### Excerpt
The proposed CMS rule will be entitled “Hospital Condition of Participation: Prohibiting Sex Trait Modifications for Children,” per the Review, although CMS officials had not yet posted such an announcement at time of writing. If enacted, the official said the rule would “end sex-trait modifications for minors nationally” by blocking Medicaid and Medicare reimbursements to any hospitals that provide care including puberty blockers and hormone replacement therapy to minors.
“[H]ospitals cannot participate in Medicare of Medicaid if they provide sex trait modification services to minors, full stop,” the administration official told the Review. The official also falsely claimed that gender-affirming care is “child mutilation,” rhetoric the administration has adopted to bolster its campaign to outlaw trans medicine. Trump’s January anti-trans executive order falsely characterized gender-affirming care as equivalent to female genital mutilation, while a propagandistic “fact sheet” released by the administration in April referred to gender-affirming care as “mutilation” 16 separate times. Last month, while announcing subpoenas to “nearly 20” healthcare providers, Attorney General Pam Bondi similarly accused doctors of having “mutilated children in the service of a warped ideology” by offering gender-affirming care.
######
### Dataset excerpt
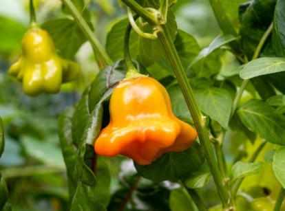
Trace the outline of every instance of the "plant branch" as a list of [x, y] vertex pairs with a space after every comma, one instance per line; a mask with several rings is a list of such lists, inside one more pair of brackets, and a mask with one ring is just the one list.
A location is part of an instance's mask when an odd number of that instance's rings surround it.
[[87, 38], [88, 41], [90, 42], [93, 48], [95, 58], [96, 59], [99, 67], [103, 68], [105, 65], [112, 63], [111, 58], [106, 54], [104, 48], [95, 37], [94, 32], [84, 19], [82, 18], [81, 14], [78, 12], [71, 0], [62, 0], [62, 1], [66, 8], [70, 10], [74, 21], [77, 23], [84, 34]]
######
Can you write out, word for word, the part of the CMS rule passage that begins at the words "The proposed CMS" and stops after "therapy to minors."?

The proposed CMS rule will be entitled “Hospital Condition of Participation: Prohibiting Sex Trait Modifications for Children,” per the Review, although CMS officials had not yet posted such an announcement at time of writing. If enacted, the official said the rule would “end sex-trait modifications for minors nationally” by blocking Medicaid and Medicare reimbursements to any hospitals that provide care including puberty blockers and hormone replacement therapy to minors.